Task requirements: Starting at the line that contains "In this picture, where can the grey bird" and ending at the line that contains "point(13, 116)", give those lines again with "formatted as" substituted for every "shaped like", leaving everything else unchanged.

+ + + + + + +

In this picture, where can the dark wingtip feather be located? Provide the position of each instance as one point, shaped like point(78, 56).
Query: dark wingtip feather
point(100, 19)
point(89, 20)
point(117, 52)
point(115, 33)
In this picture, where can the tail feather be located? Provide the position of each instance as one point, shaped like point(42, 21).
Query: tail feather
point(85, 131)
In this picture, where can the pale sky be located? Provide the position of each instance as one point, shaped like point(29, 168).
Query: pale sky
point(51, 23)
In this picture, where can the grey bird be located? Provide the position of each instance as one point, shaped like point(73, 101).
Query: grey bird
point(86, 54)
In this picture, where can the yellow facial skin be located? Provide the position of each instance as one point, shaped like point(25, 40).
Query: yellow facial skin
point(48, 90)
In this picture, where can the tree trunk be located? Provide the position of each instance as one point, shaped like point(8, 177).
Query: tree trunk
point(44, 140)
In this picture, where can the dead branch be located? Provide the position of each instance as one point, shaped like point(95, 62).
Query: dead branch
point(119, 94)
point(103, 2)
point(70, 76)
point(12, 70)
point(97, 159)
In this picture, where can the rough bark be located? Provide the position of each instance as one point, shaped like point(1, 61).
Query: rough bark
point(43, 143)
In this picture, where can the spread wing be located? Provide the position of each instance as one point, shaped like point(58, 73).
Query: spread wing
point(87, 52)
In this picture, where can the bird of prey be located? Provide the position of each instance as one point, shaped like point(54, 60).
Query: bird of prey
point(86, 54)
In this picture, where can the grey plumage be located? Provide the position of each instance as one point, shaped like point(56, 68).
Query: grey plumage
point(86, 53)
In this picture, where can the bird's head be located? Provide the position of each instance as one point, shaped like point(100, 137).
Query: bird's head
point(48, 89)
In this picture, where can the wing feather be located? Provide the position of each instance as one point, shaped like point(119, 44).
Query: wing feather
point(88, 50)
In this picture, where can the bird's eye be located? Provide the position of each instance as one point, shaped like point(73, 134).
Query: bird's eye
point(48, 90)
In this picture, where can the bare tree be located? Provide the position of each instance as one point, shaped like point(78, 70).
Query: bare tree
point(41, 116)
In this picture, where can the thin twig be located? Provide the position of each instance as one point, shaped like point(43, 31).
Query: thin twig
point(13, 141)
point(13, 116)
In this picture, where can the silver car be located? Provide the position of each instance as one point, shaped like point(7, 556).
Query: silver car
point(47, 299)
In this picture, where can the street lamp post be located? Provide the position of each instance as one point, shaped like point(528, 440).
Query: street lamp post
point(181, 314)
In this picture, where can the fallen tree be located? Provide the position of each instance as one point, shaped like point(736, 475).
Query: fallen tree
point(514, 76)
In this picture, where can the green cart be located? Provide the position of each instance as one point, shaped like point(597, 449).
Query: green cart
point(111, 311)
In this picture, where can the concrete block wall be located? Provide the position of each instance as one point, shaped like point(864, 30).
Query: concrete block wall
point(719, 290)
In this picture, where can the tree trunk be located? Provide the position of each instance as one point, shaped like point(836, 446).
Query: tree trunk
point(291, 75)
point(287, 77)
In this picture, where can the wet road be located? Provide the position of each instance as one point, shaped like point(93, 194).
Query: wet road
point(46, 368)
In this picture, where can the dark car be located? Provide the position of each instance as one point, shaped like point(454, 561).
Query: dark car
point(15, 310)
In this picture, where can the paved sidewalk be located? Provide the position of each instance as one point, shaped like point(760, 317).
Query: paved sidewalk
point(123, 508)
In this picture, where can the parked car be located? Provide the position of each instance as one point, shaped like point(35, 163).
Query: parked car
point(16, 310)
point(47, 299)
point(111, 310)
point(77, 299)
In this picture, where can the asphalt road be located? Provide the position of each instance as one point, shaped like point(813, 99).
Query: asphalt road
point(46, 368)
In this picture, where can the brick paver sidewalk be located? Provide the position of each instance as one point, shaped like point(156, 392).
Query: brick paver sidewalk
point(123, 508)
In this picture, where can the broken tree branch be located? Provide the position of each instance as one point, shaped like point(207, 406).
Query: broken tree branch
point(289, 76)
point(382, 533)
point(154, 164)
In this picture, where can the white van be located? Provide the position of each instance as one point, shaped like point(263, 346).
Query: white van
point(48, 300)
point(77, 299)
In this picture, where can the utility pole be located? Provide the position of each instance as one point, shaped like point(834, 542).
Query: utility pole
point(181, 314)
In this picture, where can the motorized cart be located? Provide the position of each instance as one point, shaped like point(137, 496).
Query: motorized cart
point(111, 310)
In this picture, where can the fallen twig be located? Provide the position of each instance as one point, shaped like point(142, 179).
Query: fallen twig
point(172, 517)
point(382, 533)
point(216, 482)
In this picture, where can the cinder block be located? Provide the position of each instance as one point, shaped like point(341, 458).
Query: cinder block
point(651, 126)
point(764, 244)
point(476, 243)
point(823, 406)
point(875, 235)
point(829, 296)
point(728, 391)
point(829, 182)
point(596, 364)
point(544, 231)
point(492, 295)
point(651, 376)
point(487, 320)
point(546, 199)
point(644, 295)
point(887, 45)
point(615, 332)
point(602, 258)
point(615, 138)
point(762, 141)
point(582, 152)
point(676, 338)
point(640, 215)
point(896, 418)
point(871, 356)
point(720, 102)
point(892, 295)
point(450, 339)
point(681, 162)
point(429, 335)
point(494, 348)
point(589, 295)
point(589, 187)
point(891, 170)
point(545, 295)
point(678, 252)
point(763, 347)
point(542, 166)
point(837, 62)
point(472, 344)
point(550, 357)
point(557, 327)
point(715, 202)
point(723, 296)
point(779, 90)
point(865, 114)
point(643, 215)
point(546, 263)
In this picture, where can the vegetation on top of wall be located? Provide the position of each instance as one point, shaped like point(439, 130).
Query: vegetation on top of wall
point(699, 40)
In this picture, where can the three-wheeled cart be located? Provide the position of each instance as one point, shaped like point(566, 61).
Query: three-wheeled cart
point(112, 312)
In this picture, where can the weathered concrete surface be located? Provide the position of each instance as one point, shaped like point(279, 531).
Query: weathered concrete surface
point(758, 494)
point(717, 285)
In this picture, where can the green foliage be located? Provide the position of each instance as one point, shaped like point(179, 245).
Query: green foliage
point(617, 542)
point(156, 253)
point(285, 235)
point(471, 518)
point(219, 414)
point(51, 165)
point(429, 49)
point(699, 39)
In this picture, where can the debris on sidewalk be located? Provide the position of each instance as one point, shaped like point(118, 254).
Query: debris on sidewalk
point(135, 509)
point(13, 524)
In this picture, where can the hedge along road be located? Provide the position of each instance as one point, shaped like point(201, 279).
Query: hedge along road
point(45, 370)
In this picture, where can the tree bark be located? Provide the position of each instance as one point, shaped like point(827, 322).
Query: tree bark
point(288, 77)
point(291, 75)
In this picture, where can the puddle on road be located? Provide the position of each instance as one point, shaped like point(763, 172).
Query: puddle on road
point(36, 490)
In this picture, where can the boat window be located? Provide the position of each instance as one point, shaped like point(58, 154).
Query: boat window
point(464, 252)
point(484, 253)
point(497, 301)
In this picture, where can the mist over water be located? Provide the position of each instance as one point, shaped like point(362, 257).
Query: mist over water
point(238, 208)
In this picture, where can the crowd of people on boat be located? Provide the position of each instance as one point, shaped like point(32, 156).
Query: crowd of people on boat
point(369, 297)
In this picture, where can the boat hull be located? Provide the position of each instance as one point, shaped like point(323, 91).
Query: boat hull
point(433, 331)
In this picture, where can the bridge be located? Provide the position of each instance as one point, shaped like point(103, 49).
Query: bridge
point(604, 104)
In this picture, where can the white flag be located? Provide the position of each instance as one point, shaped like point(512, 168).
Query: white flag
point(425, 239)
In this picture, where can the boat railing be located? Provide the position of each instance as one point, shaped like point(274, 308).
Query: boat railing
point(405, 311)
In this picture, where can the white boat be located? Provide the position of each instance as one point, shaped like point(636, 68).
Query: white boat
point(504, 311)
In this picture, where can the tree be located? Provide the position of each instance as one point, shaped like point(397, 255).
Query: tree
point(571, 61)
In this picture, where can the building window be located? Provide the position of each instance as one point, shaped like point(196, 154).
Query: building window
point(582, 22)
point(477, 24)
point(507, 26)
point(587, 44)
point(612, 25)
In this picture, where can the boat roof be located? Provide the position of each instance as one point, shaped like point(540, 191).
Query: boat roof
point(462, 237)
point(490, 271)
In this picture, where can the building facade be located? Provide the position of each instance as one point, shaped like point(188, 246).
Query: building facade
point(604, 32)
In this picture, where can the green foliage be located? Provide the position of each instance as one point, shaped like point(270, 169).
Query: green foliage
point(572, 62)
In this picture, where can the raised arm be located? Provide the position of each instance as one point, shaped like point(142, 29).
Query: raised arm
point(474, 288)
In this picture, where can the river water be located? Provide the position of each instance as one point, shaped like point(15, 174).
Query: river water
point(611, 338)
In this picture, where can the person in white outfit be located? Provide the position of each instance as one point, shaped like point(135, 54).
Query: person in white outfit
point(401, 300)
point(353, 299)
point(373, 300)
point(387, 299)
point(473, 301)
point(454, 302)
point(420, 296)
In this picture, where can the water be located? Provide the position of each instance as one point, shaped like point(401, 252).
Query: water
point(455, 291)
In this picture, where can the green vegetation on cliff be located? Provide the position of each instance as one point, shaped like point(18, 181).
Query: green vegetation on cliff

+ + + + + + +

Exercise output:
In this picture, where can the grey bird be located? Provide the position of each instance as one point, formatted as point(73, 101).
Query: grey bird
point(86, 54)
In this picture, where can the yellow facial skin be located? Provide the position of each instance as one point, formatted as point(25, 40).
Query: yellow facial skin
point(48, 90)
In this picture, where can the tree trunk be located? Provide the position of each instance as one point, formatted as point(8, 177).
Query: tree trunk
point(44, 140)
In this picture, where can the dead branch be located? Provide the position of each instance as one point, formatted as point(95, 62).
Query: dead branch
point(119, 94)
point(103, 2)
point(70, 76)
point(12, 70)
point(97, 159)
In this picture, where can the rough bark be located? Provide the position of each instance as one point, formatted as point(1, 61).
Query: rough bark
point(43, 143)
In this picture, where can the spread wing be located? Provide the position of each instance as one point, formatted as point(58, 73).
Query: spread wing
point(87, 52)
In this picture, where can the bird of prey be located? Provide the position of each instance as one point, formatted as point(54, 60).
Query: bird of prey
point(86, 54)
In this picture, where can the grey plumage be located? Provide the position of each instance as one point, formatted as point(56, 68).
Query: grey plumage
point(86, 53)
In this picture, where can the bird's head be located? Provide the position of each instance as one point, formatted as point(100, 137).
Query: bird's head
point(48, 89)
In this picture, where can the wing feather be located? Provide the position of each instance as one point, formatted as point(119, 44).
Query: wing feather
point(88, 50)
In this picture, where can the bird's eye be located? Provide the position of each instance as one point, formatted as point(73, 134).
Query: bird's eye
point(48, 90)
In this picture, where can the bare tree be located? Provide the position of each instance as one point, formatted as point(78, 70).
Query: bare tree
point(41, 116)
In this picture, where can the thin twig be located? Provide the position of each instance as one point, formatted as point(43, 31).
Query: thin twig
point(13, 141)
point(13, 116)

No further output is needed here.